Tout le pouvoir du démon est par conséquent
destructeur, négatif. Refusant de servir Dieu, Satan s'efforce d'éloigner la
création de son Créateur. Il ne veut pas qu'elle accomplisse sa fin :
rendre gloire à Dieu.
Selon l'interprétation de la philosophie classique, le péché est à l'origine
du désordre de l'univers. Le professeur R. Spaemann, dans son livre Das
Natürliche und das Vernünftige a défendu la thèse selon laquelle le
péché qui a brisé l'ordre universel a été le péché de l'ange, le diable
étant appelé "le prince de ce monde".
S'il est "prince de ce monde" (Jn 14, 30),
l'homme, lui, est le roi de la création et, comme nous le rappelle un autre
mystique, il doit ramener à Dieu.

DONNÉES BRUTES:
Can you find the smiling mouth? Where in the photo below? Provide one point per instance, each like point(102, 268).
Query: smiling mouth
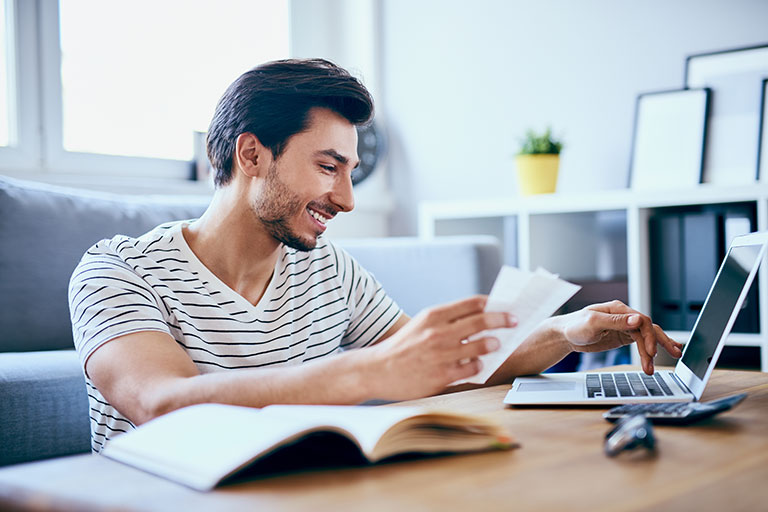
point(319, 217)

À FAIRE:
[a] D'après le texte sur le pouvoir du démon, dans quel livre le professeur R. Spaemann défend-il sa thèse sur le péché de l'ange ?
[b] Traduisez en anglais cette phrase du texte sur le pouvoir du démon : « Refusant de servir Dieu, Satan s'efforce d'éloigner la création de son Créateur. »
[c] Prolongez le texte sur le pouvoir du démon au-delà de sa dernière phrase.
Les lignes n'ont aucun rôle ici.

RÉPONSES DANS L'ORDRE:
[a] Dans Das Natürliche und das Vernünftige.

[b] Refusing to serve God, Satan strives to draw creation away from its Creator.

[c]
Ce monde où le démon a introduit le désordre : "Il convient Seigneur que
je t'aime, afin que je mérite d'être servi par les créatures, qui n'ont
d'autre manière de parvenir à toi si ce n'est en me servant moi, lorsque je
te sers; lorsque je t'aime et que je suis celui que je dois être, alors
toutes les créatures s'unissent à toi et atteignent le but de leur création
: moi pour toi et les créatures à travers moi. Mais quand je ne suis pas
celui que je dois être, je sème la confusion et perds et pervertis tout ce
que tu as créé. En revanche, lorsque je t'aime, par l'amour que je te voue,
je répare, unis et conserve l'univers tout entier"
(Diego de Estella, Ed. Catalica, 1948, p.384).
Comment le diable s'y prendra-t-il pour s'opposer à ce dessein ? Car si
Dieu Créateur ne s'impose pas à sa créature,
respectant ainsi sa liberté, le diable, lui, peut encore moins le faire. Son
pouvoir est grand, mais limité. Il sait qu'il ne peut pas s'imposer
directement à un être libre. Il doit agir "en biais", en déployant une
stratégie rusée et séductrice. Cette stratégie consiste en un exercice
constant de séparation.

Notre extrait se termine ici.